→ **Instructions for the task**: When you spot the word "sandy" in a line of the data below, copy that line.
★ ★ ★
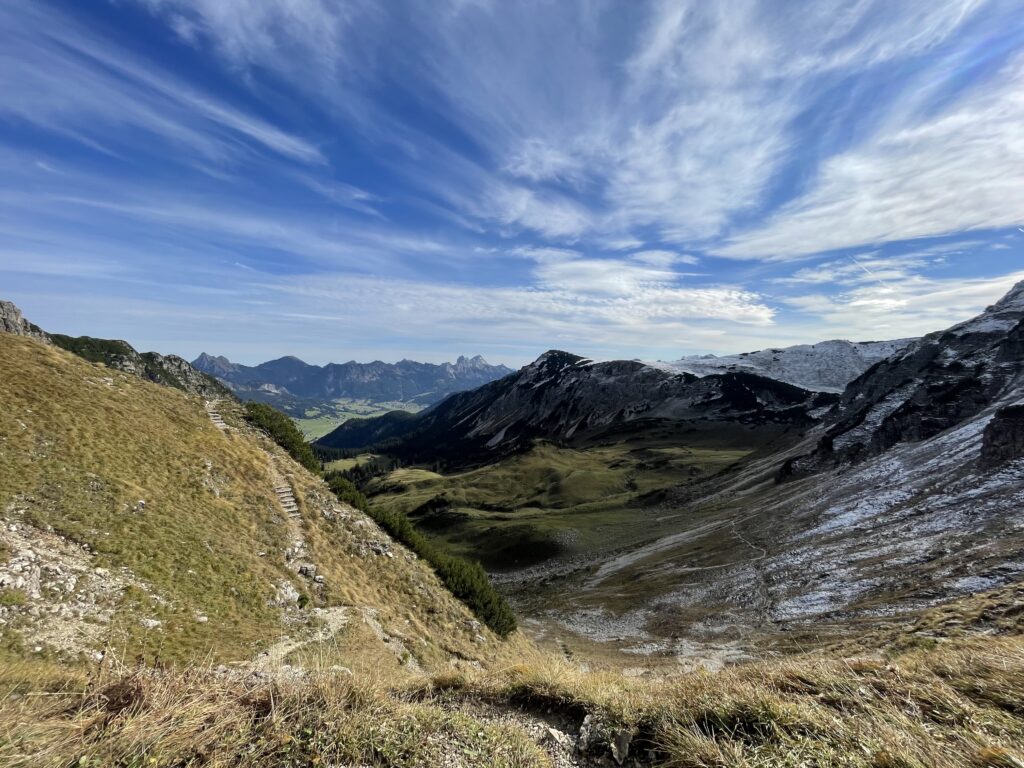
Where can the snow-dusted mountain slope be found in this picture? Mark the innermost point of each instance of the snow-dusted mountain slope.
(908, 495)
(934, 384)
(826, 367)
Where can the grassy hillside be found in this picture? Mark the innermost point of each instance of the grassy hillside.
(133, 524)
(135, 527)
(954, 704)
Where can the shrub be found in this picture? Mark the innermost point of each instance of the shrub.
(464, 579)
(283, 431)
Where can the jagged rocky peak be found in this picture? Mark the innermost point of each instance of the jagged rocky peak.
(12, 322)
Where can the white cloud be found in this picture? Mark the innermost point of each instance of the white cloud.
(912, 306)
(682, 130)
(664, 258)
(58, 76)
(928, 175)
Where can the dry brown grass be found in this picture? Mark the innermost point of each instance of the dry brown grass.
(958, 705)
(84, 443)
(147, 717)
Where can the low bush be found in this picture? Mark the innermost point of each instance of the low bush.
(283, 431)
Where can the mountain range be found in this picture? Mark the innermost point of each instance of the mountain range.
(576, 401)
(872, 539)
(406, 381)
(825, 367)
(902, 491)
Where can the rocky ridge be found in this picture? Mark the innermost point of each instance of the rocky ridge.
(933, 385)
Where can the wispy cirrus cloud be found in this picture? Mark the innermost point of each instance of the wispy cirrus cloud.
(58, 77)
(667, 175)
(926, 175)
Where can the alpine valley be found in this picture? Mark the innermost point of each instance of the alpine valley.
(320, 397)
(815, 551)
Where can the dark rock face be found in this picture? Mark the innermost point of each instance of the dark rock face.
(1004, 438)
(166, 370)
(403, 381)
(12, 322)
(938, 382)
(571, 400)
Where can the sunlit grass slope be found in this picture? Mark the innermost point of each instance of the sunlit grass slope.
(134, 477)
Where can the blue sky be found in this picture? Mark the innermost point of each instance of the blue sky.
(355, 179)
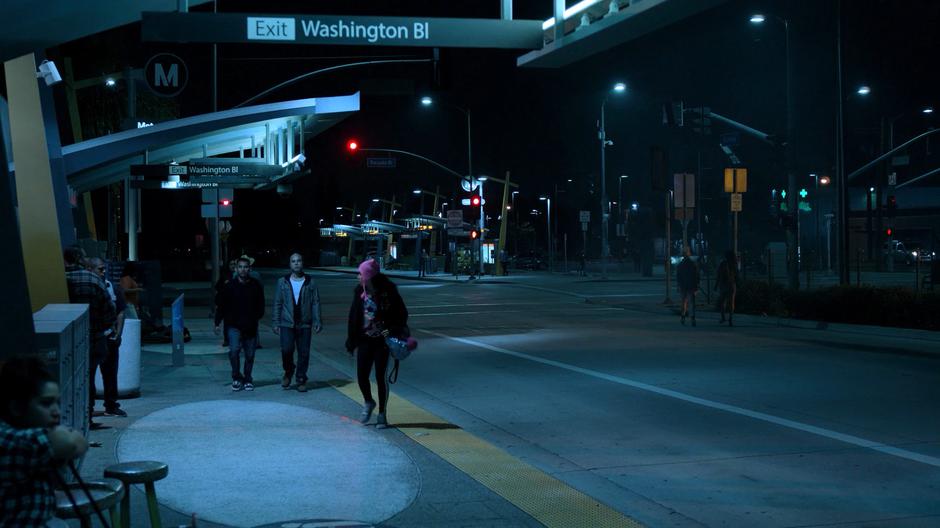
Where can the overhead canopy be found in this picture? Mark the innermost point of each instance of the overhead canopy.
(608, 29)
(27, 26)
(279, 129)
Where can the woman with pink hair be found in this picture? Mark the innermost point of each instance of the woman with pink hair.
(377, 310)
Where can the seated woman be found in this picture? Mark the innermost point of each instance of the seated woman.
(32, 443)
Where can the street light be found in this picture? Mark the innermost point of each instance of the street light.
(793, 270)
(620, 208)
(548, 231)
(618, 88)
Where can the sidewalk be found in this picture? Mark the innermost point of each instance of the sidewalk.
(275, 457)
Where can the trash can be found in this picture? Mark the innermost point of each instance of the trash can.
(128, 363)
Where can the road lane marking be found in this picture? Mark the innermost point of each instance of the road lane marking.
(784, 422)
(507, 311)
(546, 498)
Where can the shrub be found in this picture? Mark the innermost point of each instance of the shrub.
(868, 305)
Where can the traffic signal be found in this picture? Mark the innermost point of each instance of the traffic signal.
(226, 198)
(701, 122)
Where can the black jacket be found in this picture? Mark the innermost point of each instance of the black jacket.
(241, 305)
(391, 313)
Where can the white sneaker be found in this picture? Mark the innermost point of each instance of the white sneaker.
(366, 412)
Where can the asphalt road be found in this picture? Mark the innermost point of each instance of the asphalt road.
(598, 385)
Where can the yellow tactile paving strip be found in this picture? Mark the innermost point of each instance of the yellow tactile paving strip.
(547, 499)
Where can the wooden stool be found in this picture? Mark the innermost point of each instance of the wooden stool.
(144, 472)
(106, 493)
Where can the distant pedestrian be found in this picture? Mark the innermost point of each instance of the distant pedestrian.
(128, 283)
(377, 309)
(726, 282)
(504, 261)
(33, 445)
(88, 288)
(109, 367)
(295, 315)
(241, 307)
(687, 277)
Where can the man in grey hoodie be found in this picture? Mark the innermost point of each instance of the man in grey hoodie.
(296, 317)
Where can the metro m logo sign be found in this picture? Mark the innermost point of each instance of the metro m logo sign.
(162, 78)
(166, 74)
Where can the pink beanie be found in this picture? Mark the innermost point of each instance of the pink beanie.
(368, 269)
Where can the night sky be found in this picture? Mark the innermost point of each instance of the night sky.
(540, 125)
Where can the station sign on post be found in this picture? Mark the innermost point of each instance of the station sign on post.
(684, 195)
(736, 185)
(735, 180)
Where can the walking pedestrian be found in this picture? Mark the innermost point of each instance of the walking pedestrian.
(295, 315)
(687, 279)
(726, 282)
(109, 367)
(88, 288)
(131, 289)
(377, 309)
(33, 445)
(224, 279)
(241, 306)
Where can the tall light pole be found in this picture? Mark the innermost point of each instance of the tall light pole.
(620, 221)
(602, 136)
(548, 232)
(793, 270)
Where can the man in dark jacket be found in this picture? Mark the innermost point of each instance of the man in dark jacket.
(241, 306)
(687, 277)
(296, 314)
(88, 288)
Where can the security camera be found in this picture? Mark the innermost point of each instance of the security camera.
(49, 73)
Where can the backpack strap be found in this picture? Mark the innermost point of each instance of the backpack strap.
(393, 374)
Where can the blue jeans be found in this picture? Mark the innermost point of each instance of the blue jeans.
(237, 344)
(299, 338)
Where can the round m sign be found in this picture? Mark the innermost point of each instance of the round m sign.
(166, 74)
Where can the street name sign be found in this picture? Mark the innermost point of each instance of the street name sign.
(341, 30)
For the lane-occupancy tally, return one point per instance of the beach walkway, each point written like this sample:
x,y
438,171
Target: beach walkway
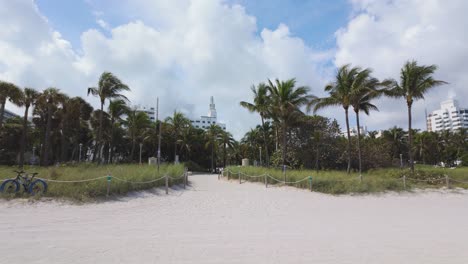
x,y
216,221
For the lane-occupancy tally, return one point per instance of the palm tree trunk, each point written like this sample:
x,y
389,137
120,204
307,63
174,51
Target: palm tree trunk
x,y
100,132
45,153
23,137
212,157
111,144
359,142
348,170
265,143
2,111
132,152
224,155
410,138
284,148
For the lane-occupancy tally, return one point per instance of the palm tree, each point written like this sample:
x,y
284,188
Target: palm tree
x,y
177,122
286,101
227,141
137,122
109,87
7,91
340,91
260,105
50,97
27,98
117,108
415,81
212,136
363,90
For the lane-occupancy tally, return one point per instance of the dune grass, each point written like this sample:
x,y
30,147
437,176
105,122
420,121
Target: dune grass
x,y
90,191
373,181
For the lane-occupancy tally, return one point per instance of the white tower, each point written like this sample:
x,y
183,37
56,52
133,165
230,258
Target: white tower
x,y
212,112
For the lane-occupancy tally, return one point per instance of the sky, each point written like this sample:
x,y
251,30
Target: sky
x,y
188,50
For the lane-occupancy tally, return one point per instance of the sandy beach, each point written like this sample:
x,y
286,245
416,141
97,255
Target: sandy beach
★ ★ ★
→ **Solved problem**:
For the lane-occupancy tally, return one point per instance of the sandy beach, each point written like this sample:
Target: sandy beach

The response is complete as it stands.